Data extract:
* * * * * * * * *

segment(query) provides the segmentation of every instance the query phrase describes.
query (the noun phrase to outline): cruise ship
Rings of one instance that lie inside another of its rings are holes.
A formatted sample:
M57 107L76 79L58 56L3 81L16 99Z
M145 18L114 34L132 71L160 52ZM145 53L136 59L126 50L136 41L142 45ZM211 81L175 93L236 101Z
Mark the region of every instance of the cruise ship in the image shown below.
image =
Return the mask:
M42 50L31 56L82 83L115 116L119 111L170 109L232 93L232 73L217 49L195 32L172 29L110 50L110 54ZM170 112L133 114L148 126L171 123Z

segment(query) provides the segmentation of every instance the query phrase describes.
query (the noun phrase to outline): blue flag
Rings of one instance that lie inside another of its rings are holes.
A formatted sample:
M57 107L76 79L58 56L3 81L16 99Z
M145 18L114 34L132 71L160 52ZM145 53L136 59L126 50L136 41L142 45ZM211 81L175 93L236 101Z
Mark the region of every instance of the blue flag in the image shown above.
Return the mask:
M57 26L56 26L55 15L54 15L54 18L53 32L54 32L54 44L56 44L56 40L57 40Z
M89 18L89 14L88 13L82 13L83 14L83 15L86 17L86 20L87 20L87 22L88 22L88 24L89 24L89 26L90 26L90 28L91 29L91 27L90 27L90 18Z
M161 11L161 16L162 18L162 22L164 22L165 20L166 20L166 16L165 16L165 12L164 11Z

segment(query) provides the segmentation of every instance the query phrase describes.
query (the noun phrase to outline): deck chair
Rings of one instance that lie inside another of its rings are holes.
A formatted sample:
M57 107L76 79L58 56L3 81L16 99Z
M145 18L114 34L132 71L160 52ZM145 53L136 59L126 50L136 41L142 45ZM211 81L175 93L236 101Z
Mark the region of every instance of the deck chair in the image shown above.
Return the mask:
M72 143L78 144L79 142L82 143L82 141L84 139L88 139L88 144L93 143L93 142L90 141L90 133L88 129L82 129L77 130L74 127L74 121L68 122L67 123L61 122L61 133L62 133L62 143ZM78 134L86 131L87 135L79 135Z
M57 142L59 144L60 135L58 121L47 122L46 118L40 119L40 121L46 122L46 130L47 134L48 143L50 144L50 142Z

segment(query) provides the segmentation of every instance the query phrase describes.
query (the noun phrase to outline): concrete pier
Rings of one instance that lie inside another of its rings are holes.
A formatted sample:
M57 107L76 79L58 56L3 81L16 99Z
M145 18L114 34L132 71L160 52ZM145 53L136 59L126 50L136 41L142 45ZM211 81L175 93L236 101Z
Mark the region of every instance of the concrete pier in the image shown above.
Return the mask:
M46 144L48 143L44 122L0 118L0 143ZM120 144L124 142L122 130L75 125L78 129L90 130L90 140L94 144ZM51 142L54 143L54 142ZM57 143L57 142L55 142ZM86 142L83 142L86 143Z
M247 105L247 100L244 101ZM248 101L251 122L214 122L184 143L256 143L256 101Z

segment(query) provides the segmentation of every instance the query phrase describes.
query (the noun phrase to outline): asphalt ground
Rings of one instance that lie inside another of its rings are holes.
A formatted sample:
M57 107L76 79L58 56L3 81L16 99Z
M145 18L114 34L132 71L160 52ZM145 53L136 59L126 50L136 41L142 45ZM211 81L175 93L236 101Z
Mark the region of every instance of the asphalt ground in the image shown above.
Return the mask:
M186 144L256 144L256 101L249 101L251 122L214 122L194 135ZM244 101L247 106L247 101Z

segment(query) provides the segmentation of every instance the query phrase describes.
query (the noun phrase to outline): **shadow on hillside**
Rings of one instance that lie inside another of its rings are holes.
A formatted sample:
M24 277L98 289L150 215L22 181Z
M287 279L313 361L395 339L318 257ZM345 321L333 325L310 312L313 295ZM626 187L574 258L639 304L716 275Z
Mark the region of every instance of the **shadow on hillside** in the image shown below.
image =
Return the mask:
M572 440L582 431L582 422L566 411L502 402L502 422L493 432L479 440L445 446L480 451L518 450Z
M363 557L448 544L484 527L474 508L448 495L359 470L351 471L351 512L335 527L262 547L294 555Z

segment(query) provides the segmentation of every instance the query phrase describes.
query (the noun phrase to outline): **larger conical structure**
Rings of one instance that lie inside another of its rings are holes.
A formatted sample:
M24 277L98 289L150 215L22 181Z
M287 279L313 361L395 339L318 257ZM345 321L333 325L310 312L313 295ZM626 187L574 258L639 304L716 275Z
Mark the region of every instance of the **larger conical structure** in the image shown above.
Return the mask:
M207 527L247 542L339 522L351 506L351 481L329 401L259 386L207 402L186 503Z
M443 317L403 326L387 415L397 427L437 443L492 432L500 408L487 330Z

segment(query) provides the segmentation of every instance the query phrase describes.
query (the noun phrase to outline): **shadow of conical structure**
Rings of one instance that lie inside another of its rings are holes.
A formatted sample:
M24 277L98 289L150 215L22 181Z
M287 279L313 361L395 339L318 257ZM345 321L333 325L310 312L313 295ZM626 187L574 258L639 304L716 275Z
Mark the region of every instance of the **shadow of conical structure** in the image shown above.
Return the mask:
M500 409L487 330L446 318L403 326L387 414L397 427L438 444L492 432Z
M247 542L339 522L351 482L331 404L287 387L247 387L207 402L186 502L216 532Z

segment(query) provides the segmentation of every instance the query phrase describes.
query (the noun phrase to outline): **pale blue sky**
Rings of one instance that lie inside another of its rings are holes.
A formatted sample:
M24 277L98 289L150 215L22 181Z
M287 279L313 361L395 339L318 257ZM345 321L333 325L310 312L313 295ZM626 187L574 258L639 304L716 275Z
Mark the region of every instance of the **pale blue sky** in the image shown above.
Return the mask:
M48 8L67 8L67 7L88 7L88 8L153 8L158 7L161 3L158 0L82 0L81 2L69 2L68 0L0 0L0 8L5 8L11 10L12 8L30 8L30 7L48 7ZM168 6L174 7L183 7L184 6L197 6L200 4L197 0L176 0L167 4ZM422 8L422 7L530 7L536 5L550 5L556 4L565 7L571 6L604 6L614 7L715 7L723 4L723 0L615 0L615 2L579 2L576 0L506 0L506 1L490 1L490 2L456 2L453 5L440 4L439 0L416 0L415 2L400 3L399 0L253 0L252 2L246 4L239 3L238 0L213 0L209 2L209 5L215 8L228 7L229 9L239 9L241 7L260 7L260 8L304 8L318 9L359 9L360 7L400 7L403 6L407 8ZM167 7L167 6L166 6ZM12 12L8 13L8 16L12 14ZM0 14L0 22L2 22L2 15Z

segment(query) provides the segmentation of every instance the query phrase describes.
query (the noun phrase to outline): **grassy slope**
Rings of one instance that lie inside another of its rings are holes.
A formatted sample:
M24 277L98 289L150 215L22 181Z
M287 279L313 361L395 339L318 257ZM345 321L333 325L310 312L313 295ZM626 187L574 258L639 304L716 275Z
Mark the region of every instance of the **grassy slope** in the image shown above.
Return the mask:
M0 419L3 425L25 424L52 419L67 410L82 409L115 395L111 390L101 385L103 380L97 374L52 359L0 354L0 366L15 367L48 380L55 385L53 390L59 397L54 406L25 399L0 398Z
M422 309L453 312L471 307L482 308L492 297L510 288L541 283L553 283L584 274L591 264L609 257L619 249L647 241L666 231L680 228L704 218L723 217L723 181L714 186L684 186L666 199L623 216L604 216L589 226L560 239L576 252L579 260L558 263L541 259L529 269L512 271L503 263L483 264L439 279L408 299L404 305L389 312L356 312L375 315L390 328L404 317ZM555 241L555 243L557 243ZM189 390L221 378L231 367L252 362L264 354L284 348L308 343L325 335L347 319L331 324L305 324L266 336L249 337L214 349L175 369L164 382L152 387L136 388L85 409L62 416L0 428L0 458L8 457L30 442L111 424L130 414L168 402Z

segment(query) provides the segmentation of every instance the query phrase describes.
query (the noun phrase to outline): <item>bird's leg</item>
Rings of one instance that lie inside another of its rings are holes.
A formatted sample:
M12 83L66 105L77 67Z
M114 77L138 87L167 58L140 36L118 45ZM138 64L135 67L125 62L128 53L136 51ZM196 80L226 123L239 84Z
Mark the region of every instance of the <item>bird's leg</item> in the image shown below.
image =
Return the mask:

* * * * * * * * *

Exercise instructions:
Reproduce verbatim everything from the beginning of the material down to and including the line that contains "M42 50L31 56L82".

Correct answer:
segment(query) provides the segmentation of every instance the query phrase describes.
query (the noun phrase to outline): cruise ship
Rings of one instance that lie inside another of its rings are holes.
A formatted sample:
M57 107L76 79L58 56L3 81L16 99Z
M145 18L114 34L132 71L160 52ZM145 53L136 59L126 50L136 41L142 45ZM211 81L175 93L236 101Z
Mark the region of every instance of the cruise ship in the image shown below.
image =
Return the mask:
M42 50L31 56L82 83L115 116L119 111L170 109L232 93L232 73L217 49L195 32L172 29L110 50L110 54ZM170 112L133 114L148 126L171 123Z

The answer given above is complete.